* start QUOTED TEXT *

Churches bring historical significance to local area

The Brandon Baptist Church has been a town landmark since the 1800s.

People in our local towns come together in many facets of their lives — to work, to play, to go to school, to enjoy a holiday parade — but also for communal worship, which is never more apparent than at Easter services.

The number of residents in and around Brandon, Pittsford, Proctor and West Rutland who attend churches and other religious gatherings likely mirrors religious activity across the state. The U.S. Census Bureau reports that in 2000 some 230,000 Vermonters, or 37.8 percent of the population, claimed to be adherents of a Christian religion. Another 6,000, or almost 1 percent, were Jewish.

About 22 churches are spread around the greater-Brandon-Pittsford-Proctor area, including nine houses of worship in Brandon alone. West Rutland has four places for worship, two of them Catholic. Both Pittsford and Proctor are home to three religious offerings, and Sudbury, Leicester and Whiting each have one.

In recognition of the upcoming Easter services, here’s a brief look at a few churches in the area.

Brandon Baptist Church

The stone construction of the Brandon Baptist Church — with its towering steeple looking over the childhood home of Stephen Douglas — is seen by thousands of tourists who come to the area every year, and also by the frequent passersby. But for 50 years, that iconic steeple was missing from atop the historic church.

* end QUOTED TEXT *

§ **STATED PROBLEM 1**:
Recast every line of the listing below as a JSON list of strings, one string per line and no blank lines. Leave the pictures out of your answer.

* start PROVIDED ENTRIES *

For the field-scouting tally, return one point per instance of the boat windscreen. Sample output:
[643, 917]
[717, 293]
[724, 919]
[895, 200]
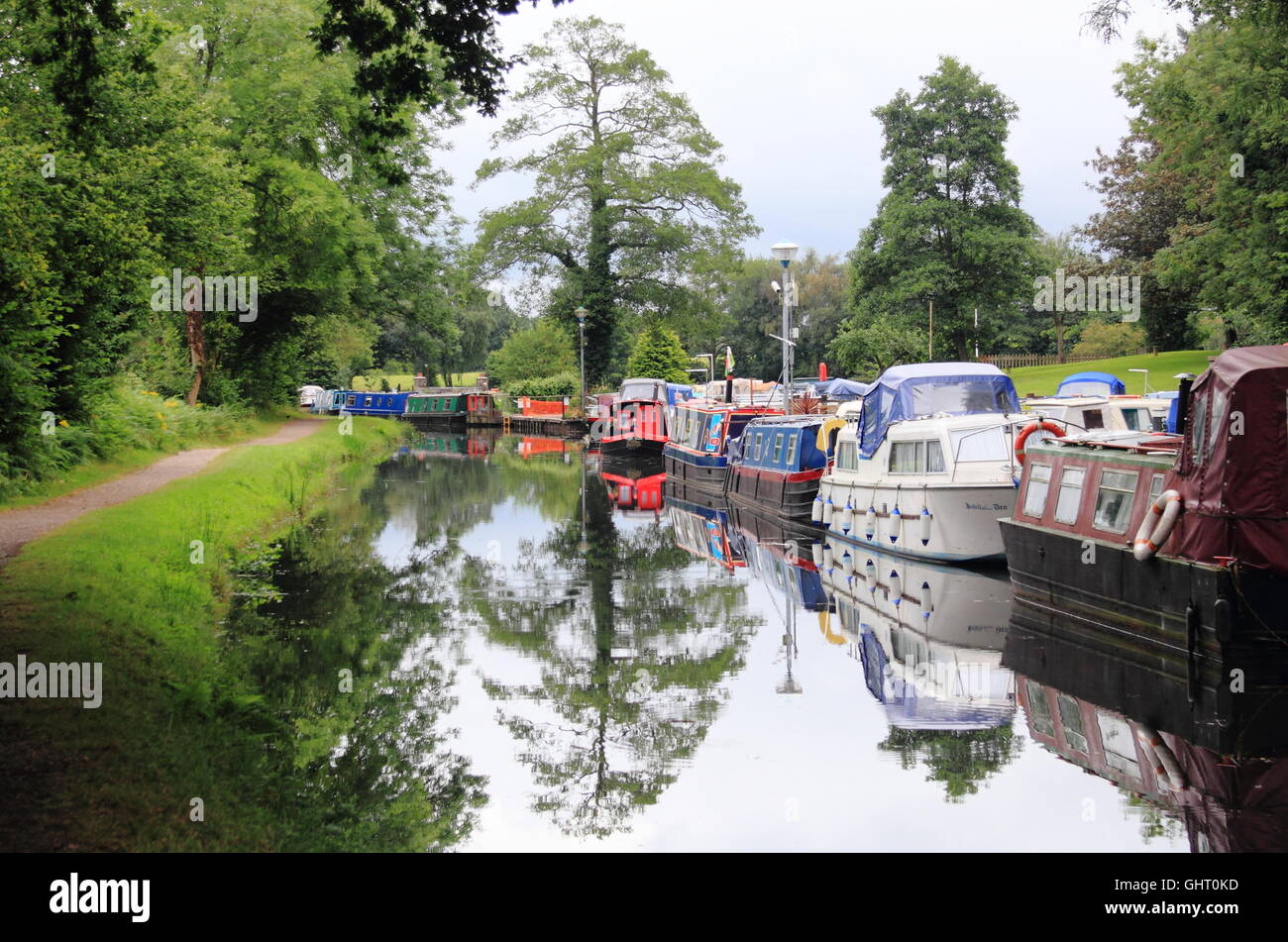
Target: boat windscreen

* end PROVIDED ENTRIES *

§ **STATED PROBLEM 2**:
Echo the article about local churches above in full, word for word.

§ **RESULT 1**:
[
  "For the field-scouting tally, return one point per instance of the boat windscreen. Sample output:",
  "[643, 917]",
  "[717, 293]",
  "[724, 919]",
  "[895, 200]",
  "Target: boat windscreen"
]

§ **RESULT 2**:
Churches bring historical significance to local area

The Brandon Baptist Church has been a town landmark since the 1800s.

People in our local towns come together in many facets of their lives — to work, to play, to go to school, to enjoy a holiday parade — but also for communal worship, which is never more apparent than at Easter services.

The number of residents in and around Brandon, Pittsford, Proctor and West Rutland who attend churches and other religious gatherings likely mirrors religious activity across the state. The U.S. Census Bureau reports that in 2000 some 230,000 Vermonters, or 37.8 percent of the population, claimed to be adherents of a Christian religion. Another 6,000, or almost 1 percent, were Jewish.

About 22 churches are spread around the greater-Brandon-Pittsford-Proctor area, including nine houses of worship in Brandon alone. West Rutland has four places for worship, two of them Catholic. Both Pittsford and Proctor are home to three religious offerings, and Sudbury, Leicester and Whiting each have one.

In recognition of the upcoming Easter services, here’s a brief look at a few churches in the area.

Brandon Baptist Church

The stone construction of the Brandon Baptist Church — with its towering steeple looking over the childhood home of Stephen Douglas — is seen by thousands of tourists who come to the area every year, and also by the frequent passersby. But for 50 years, that iconic steeple was missing from atop the historic church.